_AUFGABE A_: Wie vielen Menschenaffen konnte BOS Deutschland laut dem Jahresrückblick 2017 bei neun Auswilderungen die Freiheit schenken?
_AUFGABE B_: Führen Sie den Jahresrückblick von BOS Deutschland über die Orang-Utans nach seinem letzten Satz fort.

_TEXTAUSZUG_:
--------------------

Traditionell blicken wir zum Jahresende auf die vergangenen zwölf Monate zurück. Für BOS Deutschland war 2017 unter dem Motto #OrangutanFreedom ein erfolgreiches Jahr. Bei neun Auswilderungen konnten wir insgesamt 75 Menschenaffen die Freiheit schenken. Weitere 43 leben auf Vorauswilderungsinseln und haben beste Chancen, demnächst ausgewildert zu werden. Elf Orang-Utans im Alter von zwei bis 25 Jahren konnte unser Team Anfang März erfolgreich in ein sicheres Gebiet umsiedeln, darunter zwei Mütter mit ihren Kindern.
Trotz vieler positiver Meldungen sehen wir aber auch, wie notwendig unser Einsatz gerade jetzt ist. Die Beispiele in unserem kurzen Jahresrückblick zeigen Ihnen warum.
Der Fall Taymur
Immer wieder werden wir mit dem Schicksal illegal gehandelter Orang-Utans konfrontiert. Ein lukratives Geschäft, bei dem Menschenaffen-Babys verkauft werden, um als prestigeträchtige „Haustiere“ unter übelsten Bedingungen zu enden.
Traurige Berühmtheit erlangte 2017 die Geschichte des kleinen Taymur. Aus Indonesien geschmuggelt, gequält und mit Drogen vollgepumpt, bewegte sein Schicksal Tierschützer auf der ganzen Welt. Der Fall führte sogar zu diplomatischen Verstimmungen zwischen Taymurs Heimatland und Kuweit, wohin das Orang-Utan-Baby verkauft wurde. Vor allem dem Einsatz der BOS Foundation und zahlreicher Spender aus Deutschland war es zu verdanken, dass der Kleine im September endgültig nach Borneo zurückgebracht werden konnte.
„Endlich darf Taymur wieder in seiner Heimat leben“, sagt Daniel Merdes, Geschäftsführer von BOS Deutschland e.V. „Gemeinsam mit unseren indonesischen Partnern haben wir hartnäckig daran gearbeitet, ihn aus seinem Martyrium zu befreien. In unserem Schutzzentrum in Nyaru Menteng bekommt er jetzt die Pflege und Fürsorge, die er braucht, um ein artgerechtes Leben zu führen.”
Alba, die weißhaarige Lady
Auf ganz andere Weise dramatisch und spektakulär ist die Geschichte des jungen Orang-Utan-Weibchens, die im Zuge eines internationalen Namenswettbewerbs Alba genannt wurde. Alba ist ein Albino, etwas gerade bei Orang-Utans extrem Seltenes.
Die junge Dame konnte im April 2017 aus kurzer Gefangenschaft befreit und unseren Partnern bei der BOS Foundation übergeben werden. Das Schicksal ihrer Mutter ist unbekannt.

--------------------

_ERFASSTE DATEN_:
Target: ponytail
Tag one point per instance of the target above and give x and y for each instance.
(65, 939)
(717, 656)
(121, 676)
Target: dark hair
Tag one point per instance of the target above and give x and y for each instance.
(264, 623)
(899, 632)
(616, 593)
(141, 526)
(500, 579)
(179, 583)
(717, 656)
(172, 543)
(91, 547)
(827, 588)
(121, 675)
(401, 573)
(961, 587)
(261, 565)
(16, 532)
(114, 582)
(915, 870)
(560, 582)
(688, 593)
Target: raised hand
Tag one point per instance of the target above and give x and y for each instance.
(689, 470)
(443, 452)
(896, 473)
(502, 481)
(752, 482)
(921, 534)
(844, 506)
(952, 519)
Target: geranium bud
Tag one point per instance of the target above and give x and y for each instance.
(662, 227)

--------------------

_SCHRIFTLICHE ANTWORT A_: Insgesamt 75 Menschenaffen.

_SCHRIFTLICHE ANTWORT B_:
Aufgrund ihres Albinismus ist Alba hautkrebsgefährdet und zudem sehbehindert, so dass sie wohl niemals ausgewildert werden kann. Stattdessen wird sie auf einer kleinen Insel mit drei anderen, normal rotbraun gefärbten, Artgenossinnen ein behütetes Leben führen. Die Sorge, dass die „normalen Orang-Utans“ Alba wegen ihrer Andersartigkeit mobben würden, hat sich nicht bestätigt. Im Gegenteil, wie es aussieht, gibt Alba laut ihren Beschützern den Ton an.
Babyhäuser
Unsere Pflegestationen für die Jüngsten in Samboja Lestari und Nyaru Menteng waren schon lange überfüllt. Kein Wunder, allein 2017 konnten wir 20 verwaisten Babys retten, die ein neues Domizil brauchten. Unterstützt wird dies seit Sommer 2017 durch jeweils ein neues Babyhaus in den beiden Stationen. Dort dürfen Taymur und alle seine Freunde jetzt in Sicherheit und Geborgenheit toben und spielen. Beide Unterkünfte wären allerdings ohne besonderes internationales Spender-Engagement nicht möglich gewesen, wobei das Babyhaus in Nyaru Menteng ganz maßgeblich von BOS Deutschland finanziert werden konnte. Das freut uns natürlich.
Immer wieder reif für die Insel(n)
Die von BOS rehabilitierten Orang-Utans brauchen naturnahe und dennoch geschützte Areale, um ihren Fähigkeiten den letzten Schliff für ein erneutes Leben in der Wildnis zu verleihen. Dafür ziehen sie eine Zeit lang auf sogenannte Vor-Auswilderungsinseln. Eine von ihnen ist Salat Island in Zentral-Kalimantan.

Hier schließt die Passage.